→ TEXTO DO DOCUMENTO:
::::::::

ALIMENTAÇÃO DE FORMA CONSCIENTE

Busquei ajuda da nutrição consciente com a Lili primeiramente em 2018, mas porque enfrentava mais uma das minhas oscilações de peso e queria emagrecer. Na consulta, pela primeira vez me foi questionado se eu já tive algum transtorno alimentar. Eu respondi que não, mas descrevi todas as minhas práticas (e que, sim, caracterizavam um transtorno alimentar). Abandonei o tratamento por questões pessoais e só retornei no início de 2020, após ter passado por um semestre esgotante em 2019, no qual eu tive várias sequências de compulsão e purgação em um espaço de tempo muito curto. O estalo de verdade veio quando me vi, literalmente, devorando alimentos em quantidades absurdas e que não faziam sentido pra mim. Na maioria das vezes nem era porque eu gostava, mas sim por ser o que estava disponível.

::::::::

→ CONJUNTO DE EXERCÍCIOS:
**A)** Reproduza fielmente o trecho do relato sobre alimentação consciente que vai de "ALIMENTAÇÃO DE FORMA" até "que estava disponível.", este último incluído.
**B)** De acordo com o relato sobre alimentação consciente, em que ano foi buscada pela primeira vez a ajuda da nutrição consciente com a Lili?
**C)** Prossiga a redação do relato sobre alimentação consciente, começando logo após a última frase apresentada.

::::::::

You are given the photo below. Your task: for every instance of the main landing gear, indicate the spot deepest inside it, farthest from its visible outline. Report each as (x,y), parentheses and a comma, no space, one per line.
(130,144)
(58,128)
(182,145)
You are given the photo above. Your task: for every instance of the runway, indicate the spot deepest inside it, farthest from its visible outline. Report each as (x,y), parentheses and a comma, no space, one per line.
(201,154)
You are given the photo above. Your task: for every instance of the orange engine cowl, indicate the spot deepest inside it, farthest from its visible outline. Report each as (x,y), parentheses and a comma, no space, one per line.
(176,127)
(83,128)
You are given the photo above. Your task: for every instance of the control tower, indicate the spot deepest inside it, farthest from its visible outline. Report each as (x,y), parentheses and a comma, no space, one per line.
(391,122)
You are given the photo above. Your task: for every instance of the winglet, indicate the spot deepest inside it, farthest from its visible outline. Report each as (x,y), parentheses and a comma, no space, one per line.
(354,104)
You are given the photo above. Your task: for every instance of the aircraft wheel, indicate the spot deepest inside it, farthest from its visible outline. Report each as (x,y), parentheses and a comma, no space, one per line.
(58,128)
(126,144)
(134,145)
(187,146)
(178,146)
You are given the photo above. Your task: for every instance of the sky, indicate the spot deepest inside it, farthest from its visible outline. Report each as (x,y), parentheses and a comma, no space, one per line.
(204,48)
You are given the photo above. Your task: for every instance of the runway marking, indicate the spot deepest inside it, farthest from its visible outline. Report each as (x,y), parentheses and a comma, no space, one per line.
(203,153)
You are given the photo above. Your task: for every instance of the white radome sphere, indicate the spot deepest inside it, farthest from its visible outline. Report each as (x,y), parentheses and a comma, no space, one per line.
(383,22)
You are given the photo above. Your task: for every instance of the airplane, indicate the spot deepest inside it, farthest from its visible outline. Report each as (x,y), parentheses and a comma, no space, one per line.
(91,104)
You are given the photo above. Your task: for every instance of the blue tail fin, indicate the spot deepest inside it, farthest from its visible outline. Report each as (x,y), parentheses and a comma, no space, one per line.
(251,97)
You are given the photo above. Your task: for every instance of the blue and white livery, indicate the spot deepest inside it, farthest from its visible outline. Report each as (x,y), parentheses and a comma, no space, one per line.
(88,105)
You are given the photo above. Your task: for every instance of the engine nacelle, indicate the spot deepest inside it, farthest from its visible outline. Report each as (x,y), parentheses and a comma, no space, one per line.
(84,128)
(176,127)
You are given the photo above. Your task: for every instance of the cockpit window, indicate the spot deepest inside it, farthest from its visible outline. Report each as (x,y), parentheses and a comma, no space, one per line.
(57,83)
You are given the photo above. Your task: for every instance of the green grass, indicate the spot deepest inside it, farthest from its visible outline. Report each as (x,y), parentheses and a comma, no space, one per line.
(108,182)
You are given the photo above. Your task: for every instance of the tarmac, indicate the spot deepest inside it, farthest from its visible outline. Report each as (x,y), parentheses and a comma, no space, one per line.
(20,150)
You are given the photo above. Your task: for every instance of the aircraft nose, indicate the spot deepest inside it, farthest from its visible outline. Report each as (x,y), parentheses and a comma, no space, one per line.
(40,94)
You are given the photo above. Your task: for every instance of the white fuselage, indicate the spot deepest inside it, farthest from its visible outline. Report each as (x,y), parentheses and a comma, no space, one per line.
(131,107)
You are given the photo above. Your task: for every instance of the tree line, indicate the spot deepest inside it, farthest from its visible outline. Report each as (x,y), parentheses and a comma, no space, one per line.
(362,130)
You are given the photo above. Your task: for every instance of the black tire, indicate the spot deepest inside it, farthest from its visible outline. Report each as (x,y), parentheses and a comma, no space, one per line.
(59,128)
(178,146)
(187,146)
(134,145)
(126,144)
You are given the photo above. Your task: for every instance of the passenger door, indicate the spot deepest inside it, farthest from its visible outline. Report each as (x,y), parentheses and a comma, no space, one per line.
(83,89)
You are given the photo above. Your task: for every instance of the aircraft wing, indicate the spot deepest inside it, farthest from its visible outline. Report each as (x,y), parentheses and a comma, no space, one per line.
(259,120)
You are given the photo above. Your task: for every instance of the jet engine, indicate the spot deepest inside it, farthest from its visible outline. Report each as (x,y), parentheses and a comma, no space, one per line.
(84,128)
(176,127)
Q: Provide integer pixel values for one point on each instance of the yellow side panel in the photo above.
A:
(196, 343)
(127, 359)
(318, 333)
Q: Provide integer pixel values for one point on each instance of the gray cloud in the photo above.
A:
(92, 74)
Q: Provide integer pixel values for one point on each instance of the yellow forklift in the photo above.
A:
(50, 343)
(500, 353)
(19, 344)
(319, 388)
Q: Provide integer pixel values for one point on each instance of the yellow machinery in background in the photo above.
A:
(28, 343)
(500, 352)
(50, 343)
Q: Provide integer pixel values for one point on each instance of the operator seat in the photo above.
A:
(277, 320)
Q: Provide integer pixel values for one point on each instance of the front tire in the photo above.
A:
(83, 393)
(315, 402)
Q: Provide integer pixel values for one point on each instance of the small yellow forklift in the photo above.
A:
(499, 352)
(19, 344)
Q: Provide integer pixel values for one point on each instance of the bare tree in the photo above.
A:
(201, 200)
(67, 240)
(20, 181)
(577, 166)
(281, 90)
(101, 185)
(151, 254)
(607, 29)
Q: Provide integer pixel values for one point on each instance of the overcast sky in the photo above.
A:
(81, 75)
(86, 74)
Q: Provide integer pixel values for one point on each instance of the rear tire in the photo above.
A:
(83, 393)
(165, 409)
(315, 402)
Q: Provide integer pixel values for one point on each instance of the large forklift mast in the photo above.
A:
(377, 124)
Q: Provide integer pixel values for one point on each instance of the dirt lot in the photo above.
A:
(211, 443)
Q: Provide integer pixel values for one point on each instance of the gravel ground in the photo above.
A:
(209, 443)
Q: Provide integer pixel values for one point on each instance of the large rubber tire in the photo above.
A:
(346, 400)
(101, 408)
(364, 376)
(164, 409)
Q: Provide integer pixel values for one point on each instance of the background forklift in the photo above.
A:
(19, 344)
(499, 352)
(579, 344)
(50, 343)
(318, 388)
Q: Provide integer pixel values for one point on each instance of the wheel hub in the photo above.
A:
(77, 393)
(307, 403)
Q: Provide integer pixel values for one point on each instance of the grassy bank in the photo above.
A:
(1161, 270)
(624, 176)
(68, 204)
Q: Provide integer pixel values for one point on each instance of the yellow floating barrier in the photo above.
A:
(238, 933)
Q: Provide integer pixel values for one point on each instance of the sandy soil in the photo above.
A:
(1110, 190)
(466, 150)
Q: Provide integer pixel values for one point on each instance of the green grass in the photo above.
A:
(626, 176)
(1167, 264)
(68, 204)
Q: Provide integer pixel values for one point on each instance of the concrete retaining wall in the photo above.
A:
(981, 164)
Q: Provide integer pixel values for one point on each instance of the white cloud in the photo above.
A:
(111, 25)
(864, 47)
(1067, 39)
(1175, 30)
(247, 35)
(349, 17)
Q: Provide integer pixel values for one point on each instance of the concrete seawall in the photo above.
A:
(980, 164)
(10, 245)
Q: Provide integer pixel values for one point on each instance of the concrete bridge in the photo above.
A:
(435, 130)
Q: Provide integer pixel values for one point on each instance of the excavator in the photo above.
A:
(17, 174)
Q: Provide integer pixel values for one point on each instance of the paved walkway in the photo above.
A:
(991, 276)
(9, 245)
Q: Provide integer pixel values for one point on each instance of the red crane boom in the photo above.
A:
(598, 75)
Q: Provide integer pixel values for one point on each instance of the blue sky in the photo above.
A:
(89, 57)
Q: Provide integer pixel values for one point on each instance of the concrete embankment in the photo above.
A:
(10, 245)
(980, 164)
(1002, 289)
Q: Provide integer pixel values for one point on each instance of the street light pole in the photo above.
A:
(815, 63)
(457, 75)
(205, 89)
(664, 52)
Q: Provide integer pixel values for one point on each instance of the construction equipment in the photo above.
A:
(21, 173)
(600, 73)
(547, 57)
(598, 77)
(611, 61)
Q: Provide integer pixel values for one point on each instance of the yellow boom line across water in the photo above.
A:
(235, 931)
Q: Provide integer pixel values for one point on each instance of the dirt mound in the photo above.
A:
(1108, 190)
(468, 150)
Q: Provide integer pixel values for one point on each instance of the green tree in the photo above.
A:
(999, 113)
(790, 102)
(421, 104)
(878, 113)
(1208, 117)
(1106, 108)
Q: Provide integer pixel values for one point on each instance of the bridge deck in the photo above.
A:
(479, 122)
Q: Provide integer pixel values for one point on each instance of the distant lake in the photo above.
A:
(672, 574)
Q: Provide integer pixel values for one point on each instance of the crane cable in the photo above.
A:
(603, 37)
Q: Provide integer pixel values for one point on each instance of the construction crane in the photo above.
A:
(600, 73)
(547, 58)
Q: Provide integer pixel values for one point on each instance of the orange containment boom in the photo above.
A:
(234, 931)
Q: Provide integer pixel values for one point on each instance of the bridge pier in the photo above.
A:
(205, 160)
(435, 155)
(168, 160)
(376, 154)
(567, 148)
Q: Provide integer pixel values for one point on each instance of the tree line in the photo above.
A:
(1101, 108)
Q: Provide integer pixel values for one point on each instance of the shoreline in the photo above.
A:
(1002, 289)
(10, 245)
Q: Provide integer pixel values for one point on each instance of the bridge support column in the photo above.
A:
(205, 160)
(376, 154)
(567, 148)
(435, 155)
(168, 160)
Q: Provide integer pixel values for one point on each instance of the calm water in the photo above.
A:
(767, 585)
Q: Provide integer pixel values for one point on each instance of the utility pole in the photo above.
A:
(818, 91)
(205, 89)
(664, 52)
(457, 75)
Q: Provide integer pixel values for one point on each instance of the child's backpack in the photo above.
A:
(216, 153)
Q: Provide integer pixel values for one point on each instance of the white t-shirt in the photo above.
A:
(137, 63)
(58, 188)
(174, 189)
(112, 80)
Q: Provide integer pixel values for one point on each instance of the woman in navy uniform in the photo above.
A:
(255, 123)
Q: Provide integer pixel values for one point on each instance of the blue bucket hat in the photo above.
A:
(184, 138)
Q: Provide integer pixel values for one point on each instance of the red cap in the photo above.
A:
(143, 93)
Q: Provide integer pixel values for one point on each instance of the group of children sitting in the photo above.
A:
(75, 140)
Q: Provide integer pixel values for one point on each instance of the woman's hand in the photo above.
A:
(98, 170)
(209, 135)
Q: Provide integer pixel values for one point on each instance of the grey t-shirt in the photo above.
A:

::::::::

→ GABARITO:
**A)**
ALIMENTAÇÃO DE FORMA CONSCIENTE

Busquei ajuda da nutrição consciente com a Lili primeiramente em 2018, mas porque enfrentava mais uma das minhas oscilações de peso e queria emagrecer. Na consulta, pela primeira vez me foi questionado se eu já tive algum transtorno alimentar. Eu respondi que não, mas descrevi todas as minhas práticas (e que, sim, caracterizavam um transtorno alimentar). Abandonei o tratamento por questões pessoais e só retornei no início de 2020, após ter passado por um semestre esgotante em 2019, no qual eu tive várias sequências de compulsão e purgação em um espaço de tempo muito curto. O estalo de verdade veio quando me vi, literalmente, devorando alimentos em quantidades absurdas e que não faziam sentido pra mim. Na maioria das vezes nem era porque eu gostava, mas sim por ser o que estava disponível.

**B)** Em 2018.

**C)**
NUTRIÇÃO HUMANIZADA

A princípio me deparei com um método de tratamento assustador, rs. Nada era proibido, mas tudo era equilibrado. Para quem lida com esses transtornos o medo do descontrole é gigantesco, então, perceber que eu sou capaz comer o que eu gosto de forma consciente foi um grande incentivo para persistir no tratamento. O apoio profissional e as etapas do processo que incluíam a observação de emoções e a consequência disso na minha alimentação também foram motivadoras.

Se hoje eu pudesse compartilhar algo para quem também passa por isso, eu diria que realmente é muito difícil aceitar que precisamos de ajuda e, apesar de acharmos que somos capazes de lidar com isso sozinhos, não somos, pois a gente acha que “é só dessa vez”, “é por pouco tempo essa dieta hipocalórica e sem nutrientes”, “só até perder 5kg”, “só esse jejum”, “só 1 mês de remédio” e não é! O ciclo se reinicia. Certos comportamentos só descobrimos que são transtornos com o tempo e a partir de um profissional, mas a maioria deles nós sabemos quais são e ao primeiro sinal deles é importante buscar ajuda.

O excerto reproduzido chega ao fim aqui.